Task details
Rewrite the listing from its start up to and including the line containing "x=497, y=157", keeping every line and multiplying each coordinate in the answers by 1.55, rounded to whole numbers with halves rounded up.

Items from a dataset
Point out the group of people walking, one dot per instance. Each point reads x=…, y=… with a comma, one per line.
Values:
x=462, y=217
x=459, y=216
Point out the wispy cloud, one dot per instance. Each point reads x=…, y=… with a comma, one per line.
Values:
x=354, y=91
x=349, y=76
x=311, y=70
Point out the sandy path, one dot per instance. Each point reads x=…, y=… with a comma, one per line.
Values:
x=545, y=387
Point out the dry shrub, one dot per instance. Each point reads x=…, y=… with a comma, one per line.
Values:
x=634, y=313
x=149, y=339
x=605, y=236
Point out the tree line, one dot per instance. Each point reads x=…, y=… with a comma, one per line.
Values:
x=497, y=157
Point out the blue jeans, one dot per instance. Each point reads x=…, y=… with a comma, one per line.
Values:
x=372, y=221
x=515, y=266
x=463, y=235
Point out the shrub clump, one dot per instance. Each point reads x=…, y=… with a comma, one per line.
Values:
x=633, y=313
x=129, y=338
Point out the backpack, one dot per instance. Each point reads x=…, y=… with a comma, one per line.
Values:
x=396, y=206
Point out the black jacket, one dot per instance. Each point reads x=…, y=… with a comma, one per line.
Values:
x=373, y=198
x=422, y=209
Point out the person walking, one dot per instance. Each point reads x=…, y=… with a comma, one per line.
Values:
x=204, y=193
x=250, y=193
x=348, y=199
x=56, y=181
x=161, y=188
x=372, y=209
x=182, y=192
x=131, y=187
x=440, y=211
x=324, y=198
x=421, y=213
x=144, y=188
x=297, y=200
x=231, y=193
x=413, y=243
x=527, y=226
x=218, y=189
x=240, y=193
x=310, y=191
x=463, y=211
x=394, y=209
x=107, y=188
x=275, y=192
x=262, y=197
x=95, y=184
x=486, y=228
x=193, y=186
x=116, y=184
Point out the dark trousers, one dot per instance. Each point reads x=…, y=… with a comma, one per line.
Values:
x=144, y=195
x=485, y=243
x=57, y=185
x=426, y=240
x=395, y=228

Answer
Point out the group of people walking, one dot per instance. Each point reads x=…, y=… with a comma, one per line.
Values:
x=716, y=336
x=711, y=335
Point out the wispy cloud, one dot per instance. Each point reads x=…, y=… with a comma, one per line.
Values:
x=549, y=141
x=541, y=118
x=482, y=109
Point out the sandy path, one dot per instance. Each point reads x=…, y=… with a comma, one per line.
Values:
x=845, y=600
Point out the dry shrub, one dot per instance. Each point reads x=…, y=… with a comma, one per line.
Values:
x=983, y=485
x=231, y=525
x=938, y=366
Point out the tree line, one dot per instance. Each point reads x=…, y=… with a comma, one per line.
Values:
x=770, y=243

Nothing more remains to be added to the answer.